PASSAGE SHOWN =>
============

Wednesday, October 03, 2007

Apple a day

Reader Warning: BAP (Boring-Ass Post)

Dear Homo sapiens sapiens,

We started our season in Des Moines last night with JB. Sadly the house was far from packed (2700+ seats) but we wise musicians speculated that the somewhat sparse audience had less to do with the week-night show, potential TV competition or any lack of draw from our sexy soloist than it had to do with the $85 ticket price. You pay $85 to hear Madonna for two hours in the Metrodome, not the Bruck Violin Concerto plus a couple of encores in the Des Moines Civic Center.

Aside from the numerous empty seats the show was arguably the best we've played in a while (well, since I've been a member any way). Lots of good comments about the horns in Don Juan and Tchaikovsky's Capriccio Italien was good, clean, vivacious fun. Bell was marvelous and easily won over those who grumbled about his pedestrian choice of rep. The guy can play.

On the topic of grumbling, our double service yesterday induced the usual gratis “catered” bag-dinner which included a heretofore unavailable vegetarian option. Usually I swap my ham or turkey for an extra brownie or bag of chips. Yesterday the new vegetarian bag was the best choice in my opinion. A delightful papillae potpourri of lettuce, carrots, cucumbers, avocado, onions and sprouts with a dash of vinegar and oil on soft earthy marble rye and a knee-buckling brownie so rich its dark chocolatey-ness osmosizes straight through your mouth's mucous membrane entering the blood stream directly for a short trip to the brain's pleasure center.

============

ACTIVITIES =>
A: According to the orchestra blog post, what was the ticket price for the Des Moines show?
B: Resume the orchestra blog post after its last sentence and carry it on in the same voice.

EXERCISE DATA =>
============

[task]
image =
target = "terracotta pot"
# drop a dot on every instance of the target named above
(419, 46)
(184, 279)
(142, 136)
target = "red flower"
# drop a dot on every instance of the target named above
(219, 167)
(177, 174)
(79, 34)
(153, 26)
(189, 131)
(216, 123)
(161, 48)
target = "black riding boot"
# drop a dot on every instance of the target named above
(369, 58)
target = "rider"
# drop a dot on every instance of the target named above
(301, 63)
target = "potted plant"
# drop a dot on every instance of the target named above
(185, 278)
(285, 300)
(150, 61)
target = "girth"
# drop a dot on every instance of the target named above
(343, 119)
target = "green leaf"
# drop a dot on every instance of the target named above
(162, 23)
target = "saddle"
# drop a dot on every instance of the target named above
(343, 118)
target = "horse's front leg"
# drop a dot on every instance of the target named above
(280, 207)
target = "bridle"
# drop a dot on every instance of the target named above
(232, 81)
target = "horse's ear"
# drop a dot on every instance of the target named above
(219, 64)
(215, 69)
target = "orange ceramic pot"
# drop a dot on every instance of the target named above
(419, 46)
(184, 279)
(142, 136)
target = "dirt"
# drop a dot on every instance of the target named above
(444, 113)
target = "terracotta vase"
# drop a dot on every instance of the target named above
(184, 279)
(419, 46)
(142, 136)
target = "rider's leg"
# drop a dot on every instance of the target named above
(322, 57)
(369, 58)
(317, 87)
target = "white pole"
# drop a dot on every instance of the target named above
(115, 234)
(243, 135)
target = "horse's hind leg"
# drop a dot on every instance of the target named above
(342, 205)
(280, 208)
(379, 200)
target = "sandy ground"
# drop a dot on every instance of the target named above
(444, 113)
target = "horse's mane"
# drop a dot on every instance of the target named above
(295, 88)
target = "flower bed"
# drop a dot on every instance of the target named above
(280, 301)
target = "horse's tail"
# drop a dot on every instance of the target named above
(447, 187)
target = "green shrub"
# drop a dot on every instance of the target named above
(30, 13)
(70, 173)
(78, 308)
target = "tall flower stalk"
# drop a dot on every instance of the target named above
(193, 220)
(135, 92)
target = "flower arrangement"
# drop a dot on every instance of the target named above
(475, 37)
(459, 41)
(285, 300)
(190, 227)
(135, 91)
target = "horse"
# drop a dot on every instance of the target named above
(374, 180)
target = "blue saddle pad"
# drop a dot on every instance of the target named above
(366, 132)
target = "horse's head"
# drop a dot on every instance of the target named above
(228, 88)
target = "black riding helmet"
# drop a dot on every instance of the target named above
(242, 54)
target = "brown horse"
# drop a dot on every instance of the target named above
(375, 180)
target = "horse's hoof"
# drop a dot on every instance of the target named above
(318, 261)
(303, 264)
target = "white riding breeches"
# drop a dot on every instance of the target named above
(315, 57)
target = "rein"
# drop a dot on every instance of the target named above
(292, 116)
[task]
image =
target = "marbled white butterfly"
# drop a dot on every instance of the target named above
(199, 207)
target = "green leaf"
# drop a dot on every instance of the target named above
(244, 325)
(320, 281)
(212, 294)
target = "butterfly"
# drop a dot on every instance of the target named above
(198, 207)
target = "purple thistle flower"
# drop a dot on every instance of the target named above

============

RESULTS OF THE EXERCISE =>
A: $85

B:
My only meal complaint concerns the little sealed plastic bag of apple slices. An apple is one of the most perfect foods on the planet. It comes with it's own water proof, disease resistant wrapper which is edible. You can throw it in a backpack as is, leave it for days at just about any temperature and then eat nearly the entire thing (and plant the rest if your so inclined). Are there really able bodied people older than the age of 4 who need someone to separate the seeds and stem from the rest of an apple, then slice it up perfectly evenly and place it in a hermetically sealed package? Aren't we the same species which attained top-predator status using stone tool technology? Give us a credit card sized chunk obsidian and we used to be able to skin a still-breathing mastodon. Yet now we must have defenseless fruit prepared for our unencumbered consumption. Well that's not entirely true because that little bag was a real bitch to open. Still, it's enough to make one ashamed to be a homo. Next time, lunch dude, just drop a damn apple in the damn bag! (But make sure it's not a damn Red Delicious cuz they suck royally.)

Yours,
Monkey Man

p.s. Possible rejected pilot: The Neolithic Vegetarian.

GORK: Why Urk no eat mammoth meat?
URK: Urk no think mammoth need to suffer just so Urk can enjoy good burger.
GORK: But Urk's brain stay small then.
URK: No. Urk's brain swells because of too much soy in diet, studies show.
...

2 comments:

C de C said...

That was not BAP at all. The apple bit was totally hilarious- I read it out loud to both of my roommates. :)

Kamp said...

Ah, the under utilized art of lowered expectations... Thanks for the note. May your date book over floweth with non-shitty gigs, your pocket book bulge with mucho dinero, and your address book fill up with the numbers of tall, dark, handsome fellas who return your calls!